> Фрагмент страницы:
···
На свадьбе Юнис сообщила гостям, что выбрала мужа, максимально похожего на ее отца, и этим сказано очень много. Большего комплимента жениху она сделать не могла, но история умалчивает, что по этому поводу думали жених и его семья. Родители Сарджа в данном случае скорее теряли сына, чем приобретали дочь. Сардж вливался в клан Кеннеди, а не наоборот, что и подчеркивалось фотографией на первой полосе Boston Globe, где запечатлели не молодых, а Юнис с отцом. Газетчики, прикормленные Кеннеди, взахлеб провозглашали это бракосочетание «одной из самых важных и ярких свадеб, когда-либо сыгранных в Америке». Венчание в соборе Св. Патрика провел кардинал Спеллман вместе с тремя епископами, четырьмя прелатами и девятью священниками, папа римский прислал свое апостольское благословение. Невеста была в роскошном платье от Диора, и, чтобы разрезать высоченный свадебный торт, ей пришлось встать на стул. На свадьбе присутствовали тысяча семьсот гостей. Как писала Boston Globe, «это был живой справочник “Кто есть кто в США”».
Джанет хотела для Джеки и Джона более спокойной, камерной свадьбы, однако ни Джон, ни его отец на это не согласились. Свадьба была важной вехой в политической карьере Джона. Невеста – красавица, нужно только не поскупиться на антураж и как следует преподнести событие в прессе, нравится это Окинклоссам или нет. Скромная ньюпортская церковь могла вместить только семьсот человек, зато Джо Кеннеди пригласил около тысячи четырехсот гостей на прием в Хаммерсмит. Чтобы окончательно утрясти все детали, он даже прилетел 12 июля в Хаммерсмит на воскресный ланч.
···
> Перечень строк:
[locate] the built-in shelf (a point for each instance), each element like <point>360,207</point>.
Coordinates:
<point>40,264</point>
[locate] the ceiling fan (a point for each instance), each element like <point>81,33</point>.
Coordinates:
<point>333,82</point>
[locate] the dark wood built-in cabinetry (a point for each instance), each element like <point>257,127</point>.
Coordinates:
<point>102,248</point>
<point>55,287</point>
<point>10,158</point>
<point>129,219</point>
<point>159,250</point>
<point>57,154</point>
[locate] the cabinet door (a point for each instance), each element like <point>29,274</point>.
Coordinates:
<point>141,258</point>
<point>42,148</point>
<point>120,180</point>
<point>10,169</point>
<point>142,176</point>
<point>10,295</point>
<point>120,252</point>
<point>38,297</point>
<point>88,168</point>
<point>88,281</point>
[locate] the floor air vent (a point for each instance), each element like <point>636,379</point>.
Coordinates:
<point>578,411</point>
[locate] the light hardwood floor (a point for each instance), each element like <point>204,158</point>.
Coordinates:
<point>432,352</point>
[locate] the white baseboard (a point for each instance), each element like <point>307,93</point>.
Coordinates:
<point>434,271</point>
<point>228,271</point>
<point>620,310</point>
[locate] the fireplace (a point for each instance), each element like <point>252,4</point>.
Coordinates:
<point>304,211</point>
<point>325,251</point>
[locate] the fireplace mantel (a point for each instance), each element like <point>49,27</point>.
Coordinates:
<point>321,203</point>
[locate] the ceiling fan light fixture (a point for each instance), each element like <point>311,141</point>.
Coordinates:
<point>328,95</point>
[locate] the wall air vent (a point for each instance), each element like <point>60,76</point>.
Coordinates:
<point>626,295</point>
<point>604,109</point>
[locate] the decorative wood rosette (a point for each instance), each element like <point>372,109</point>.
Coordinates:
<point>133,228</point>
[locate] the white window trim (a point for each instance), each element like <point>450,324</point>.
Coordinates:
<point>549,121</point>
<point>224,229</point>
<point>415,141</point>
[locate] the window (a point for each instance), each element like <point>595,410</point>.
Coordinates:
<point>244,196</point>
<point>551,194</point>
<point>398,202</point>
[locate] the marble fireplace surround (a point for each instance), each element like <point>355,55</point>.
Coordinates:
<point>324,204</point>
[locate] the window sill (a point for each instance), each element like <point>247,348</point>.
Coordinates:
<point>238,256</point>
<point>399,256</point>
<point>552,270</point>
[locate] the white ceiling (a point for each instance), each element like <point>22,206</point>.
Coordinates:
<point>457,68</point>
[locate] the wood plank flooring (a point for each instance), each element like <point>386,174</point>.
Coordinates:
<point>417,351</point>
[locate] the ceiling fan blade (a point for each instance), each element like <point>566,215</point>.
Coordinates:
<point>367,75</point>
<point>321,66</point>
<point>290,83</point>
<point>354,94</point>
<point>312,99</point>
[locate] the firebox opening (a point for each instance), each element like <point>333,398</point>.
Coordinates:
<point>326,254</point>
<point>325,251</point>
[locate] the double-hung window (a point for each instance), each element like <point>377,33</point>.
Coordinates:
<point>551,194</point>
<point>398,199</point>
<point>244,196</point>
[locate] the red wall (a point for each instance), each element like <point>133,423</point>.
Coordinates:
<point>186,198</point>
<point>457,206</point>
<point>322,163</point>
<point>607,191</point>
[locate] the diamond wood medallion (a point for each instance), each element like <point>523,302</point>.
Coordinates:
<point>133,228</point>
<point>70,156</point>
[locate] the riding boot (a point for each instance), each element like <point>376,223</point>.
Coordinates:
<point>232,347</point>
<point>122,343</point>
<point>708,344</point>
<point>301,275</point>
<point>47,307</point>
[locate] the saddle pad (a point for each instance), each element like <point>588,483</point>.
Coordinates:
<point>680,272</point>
···
> Письменное задание: Пожалуйста, переведите на английский предложение из текста о свадьбах Кеннеди: «Невеста была в роскошном платье от Диора, и, чтобы разрезать высоченный свадебный торт, ей пришлось встать на стул».

> Ответ к заданию: The bride wore a luxurious Dior gown, and to cut the towering wedding cake she had to stand on a chair.